[Opening Data for analysis section]
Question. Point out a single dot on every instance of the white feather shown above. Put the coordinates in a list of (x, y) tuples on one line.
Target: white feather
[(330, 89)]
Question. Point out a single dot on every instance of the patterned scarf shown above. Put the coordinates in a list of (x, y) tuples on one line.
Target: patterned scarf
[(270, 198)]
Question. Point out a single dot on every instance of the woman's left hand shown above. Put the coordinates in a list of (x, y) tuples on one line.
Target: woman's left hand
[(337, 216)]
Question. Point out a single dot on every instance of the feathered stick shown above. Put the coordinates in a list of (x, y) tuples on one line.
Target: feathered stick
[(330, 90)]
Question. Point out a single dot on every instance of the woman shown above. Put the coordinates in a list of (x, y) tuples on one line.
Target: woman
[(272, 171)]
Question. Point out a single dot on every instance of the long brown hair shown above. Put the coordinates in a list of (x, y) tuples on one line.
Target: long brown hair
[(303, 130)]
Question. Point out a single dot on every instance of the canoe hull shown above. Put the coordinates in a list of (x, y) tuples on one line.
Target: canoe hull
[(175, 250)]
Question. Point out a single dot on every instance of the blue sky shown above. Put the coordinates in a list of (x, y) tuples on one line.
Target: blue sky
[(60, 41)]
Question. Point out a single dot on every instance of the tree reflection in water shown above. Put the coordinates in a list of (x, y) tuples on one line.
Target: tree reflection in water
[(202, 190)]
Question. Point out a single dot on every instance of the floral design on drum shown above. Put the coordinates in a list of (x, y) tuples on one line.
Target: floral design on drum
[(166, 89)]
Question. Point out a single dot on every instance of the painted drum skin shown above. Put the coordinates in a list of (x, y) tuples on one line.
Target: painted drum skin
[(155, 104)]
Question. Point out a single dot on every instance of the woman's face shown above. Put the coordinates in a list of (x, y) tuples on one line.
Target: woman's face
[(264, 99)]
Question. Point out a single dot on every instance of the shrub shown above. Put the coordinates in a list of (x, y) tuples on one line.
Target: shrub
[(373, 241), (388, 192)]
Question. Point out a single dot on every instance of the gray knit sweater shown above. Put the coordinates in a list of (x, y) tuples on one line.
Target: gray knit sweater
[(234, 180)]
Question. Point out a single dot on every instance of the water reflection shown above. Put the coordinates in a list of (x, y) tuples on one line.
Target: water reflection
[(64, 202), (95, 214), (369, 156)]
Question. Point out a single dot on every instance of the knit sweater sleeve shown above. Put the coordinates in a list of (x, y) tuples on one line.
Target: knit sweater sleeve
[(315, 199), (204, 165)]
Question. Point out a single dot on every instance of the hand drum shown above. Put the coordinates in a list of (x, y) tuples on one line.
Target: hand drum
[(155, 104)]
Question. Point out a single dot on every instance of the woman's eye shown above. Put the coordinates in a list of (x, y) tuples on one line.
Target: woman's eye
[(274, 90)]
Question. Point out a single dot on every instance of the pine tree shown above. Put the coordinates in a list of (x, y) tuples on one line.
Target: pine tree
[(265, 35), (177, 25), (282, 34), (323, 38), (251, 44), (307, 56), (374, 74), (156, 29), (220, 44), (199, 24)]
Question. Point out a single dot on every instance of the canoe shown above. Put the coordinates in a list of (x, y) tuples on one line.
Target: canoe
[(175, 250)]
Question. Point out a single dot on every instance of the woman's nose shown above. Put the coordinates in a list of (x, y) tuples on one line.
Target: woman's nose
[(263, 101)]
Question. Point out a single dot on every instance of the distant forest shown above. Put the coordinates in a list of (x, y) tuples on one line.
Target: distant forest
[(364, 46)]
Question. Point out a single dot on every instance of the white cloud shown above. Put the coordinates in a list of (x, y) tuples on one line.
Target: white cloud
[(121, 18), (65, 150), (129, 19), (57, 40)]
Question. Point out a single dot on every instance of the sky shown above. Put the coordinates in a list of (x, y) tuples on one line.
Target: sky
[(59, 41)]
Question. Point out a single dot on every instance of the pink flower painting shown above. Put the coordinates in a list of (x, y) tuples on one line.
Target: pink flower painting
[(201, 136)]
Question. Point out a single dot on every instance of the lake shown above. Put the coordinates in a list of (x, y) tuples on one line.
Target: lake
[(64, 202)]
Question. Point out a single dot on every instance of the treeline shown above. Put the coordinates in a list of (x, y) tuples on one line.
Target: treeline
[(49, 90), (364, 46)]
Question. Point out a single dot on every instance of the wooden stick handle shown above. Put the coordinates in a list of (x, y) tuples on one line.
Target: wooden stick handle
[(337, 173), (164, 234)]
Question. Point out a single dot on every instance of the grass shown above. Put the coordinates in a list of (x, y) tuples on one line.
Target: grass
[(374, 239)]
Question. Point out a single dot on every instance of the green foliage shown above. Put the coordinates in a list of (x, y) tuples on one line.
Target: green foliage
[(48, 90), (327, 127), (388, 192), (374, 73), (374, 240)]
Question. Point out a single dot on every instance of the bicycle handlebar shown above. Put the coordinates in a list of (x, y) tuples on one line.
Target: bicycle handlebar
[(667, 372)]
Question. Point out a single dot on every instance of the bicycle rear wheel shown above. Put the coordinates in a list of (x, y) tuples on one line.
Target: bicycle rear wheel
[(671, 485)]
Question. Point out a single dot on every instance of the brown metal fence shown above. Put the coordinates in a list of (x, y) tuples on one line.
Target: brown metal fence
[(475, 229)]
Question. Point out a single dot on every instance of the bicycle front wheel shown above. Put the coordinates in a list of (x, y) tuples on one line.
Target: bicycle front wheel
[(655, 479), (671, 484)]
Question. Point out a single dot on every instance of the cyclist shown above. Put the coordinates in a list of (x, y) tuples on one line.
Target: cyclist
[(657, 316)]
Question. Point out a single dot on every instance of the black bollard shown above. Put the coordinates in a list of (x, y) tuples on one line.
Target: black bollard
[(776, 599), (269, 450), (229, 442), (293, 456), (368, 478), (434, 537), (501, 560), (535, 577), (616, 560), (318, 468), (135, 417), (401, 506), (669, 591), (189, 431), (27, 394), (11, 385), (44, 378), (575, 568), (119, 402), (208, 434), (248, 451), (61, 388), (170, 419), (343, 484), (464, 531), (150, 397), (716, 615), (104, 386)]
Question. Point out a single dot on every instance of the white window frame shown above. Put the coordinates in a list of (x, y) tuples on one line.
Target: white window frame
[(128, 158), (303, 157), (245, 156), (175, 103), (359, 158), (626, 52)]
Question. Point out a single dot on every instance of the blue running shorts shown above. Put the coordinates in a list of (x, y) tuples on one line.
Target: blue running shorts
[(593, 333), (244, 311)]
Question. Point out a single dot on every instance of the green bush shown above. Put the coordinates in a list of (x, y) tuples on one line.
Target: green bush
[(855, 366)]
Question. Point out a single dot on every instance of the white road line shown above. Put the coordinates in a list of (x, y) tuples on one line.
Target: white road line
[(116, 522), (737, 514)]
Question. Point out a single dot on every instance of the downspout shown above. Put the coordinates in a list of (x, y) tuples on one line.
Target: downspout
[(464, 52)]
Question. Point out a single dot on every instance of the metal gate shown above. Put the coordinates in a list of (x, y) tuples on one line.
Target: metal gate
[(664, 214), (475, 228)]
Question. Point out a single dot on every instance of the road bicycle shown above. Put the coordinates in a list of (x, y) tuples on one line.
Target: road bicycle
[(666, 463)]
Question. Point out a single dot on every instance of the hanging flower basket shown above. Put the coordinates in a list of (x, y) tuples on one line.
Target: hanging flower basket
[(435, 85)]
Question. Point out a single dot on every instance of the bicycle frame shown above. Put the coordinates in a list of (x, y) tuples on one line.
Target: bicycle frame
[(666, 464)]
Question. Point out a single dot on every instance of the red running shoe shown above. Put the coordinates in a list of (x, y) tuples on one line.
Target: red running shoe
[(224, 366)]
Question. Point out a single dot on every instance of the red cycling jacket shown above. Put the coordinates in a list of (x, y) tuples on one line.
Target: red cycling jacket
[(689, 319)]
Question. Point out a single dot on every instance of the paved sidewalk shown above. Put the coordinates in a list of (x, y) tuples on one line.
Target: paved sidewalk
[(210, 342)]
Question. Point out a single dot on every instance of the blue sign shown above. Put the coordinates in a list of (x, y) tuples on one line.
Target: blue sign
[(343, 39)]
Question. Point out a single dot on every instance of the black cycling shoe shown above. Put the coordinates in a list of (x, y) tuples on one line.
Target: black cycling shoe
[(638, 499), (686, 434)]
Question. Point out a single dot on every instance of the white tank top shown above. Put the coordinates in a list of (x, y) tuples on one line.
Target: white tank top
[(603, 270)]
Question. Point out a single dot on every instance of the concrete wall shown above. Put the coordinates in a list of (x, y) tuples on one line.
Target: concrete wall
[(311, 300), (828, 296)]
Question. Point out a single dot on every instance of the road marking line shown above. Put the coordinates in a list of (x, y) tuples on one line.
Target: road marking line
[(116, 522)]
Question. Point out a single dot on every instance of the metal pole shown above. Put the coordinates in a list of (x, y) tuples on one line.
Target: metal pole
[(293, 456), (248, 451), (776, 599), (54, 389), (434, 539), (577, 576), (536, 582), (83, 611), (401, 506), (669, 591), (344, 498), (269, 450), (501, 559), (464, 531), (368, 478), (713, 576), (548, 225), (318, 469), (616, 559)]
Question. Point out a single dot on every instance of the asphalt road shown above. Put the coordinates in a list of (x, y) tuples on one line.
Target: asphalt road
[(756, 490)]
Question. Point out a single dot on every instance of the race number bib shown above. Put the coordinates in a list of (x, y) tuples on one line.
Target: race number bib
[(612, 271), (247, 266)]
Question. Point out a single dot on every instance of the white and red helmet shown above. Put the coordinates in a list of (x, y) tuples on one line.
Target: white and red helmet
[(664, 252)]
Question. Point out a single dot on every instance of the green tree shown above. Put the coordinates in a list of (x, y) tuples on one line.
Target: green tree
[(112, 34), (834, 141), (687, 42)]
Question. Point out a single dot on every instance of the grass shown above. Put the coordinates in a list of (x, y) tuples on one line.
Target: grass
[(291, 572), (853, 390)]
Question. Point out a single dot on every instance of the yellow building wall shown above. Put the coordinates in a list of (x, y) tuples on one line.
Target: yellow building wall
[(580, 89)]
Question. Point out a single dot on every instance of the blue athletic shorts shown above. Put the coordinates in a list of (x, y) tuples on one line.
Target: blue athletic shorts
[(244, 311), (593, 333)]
[Closing Data for analysis section]
→ **About this task**
The answer is a portion of the data. Write out exactly the line with "Target: green tree" and all lines after it.

→ **Worked solution**
Target: green tree
[(112, 34), (834, 141), (687, 42)]
Question. Point out a single dot on every instance of the grass shown above. Put the coordinates in a list of (x, y) tuples on one line.
Target: grass
[(291, 572), (853, 390)]
Question. Point out a single dot on every instance of the yellow building wall shown above. Put the coordinates in a list of (x, y) tuples on one line.
Target: yellow building wall
[(580, 89)]
Question. Point out a single dot on every instance of the blue athletic shorts shown above. Put the coordinates in a list of (x, y) tuples on one line.
Target: blue athletic shorts
[(244, 311), (593, 333)]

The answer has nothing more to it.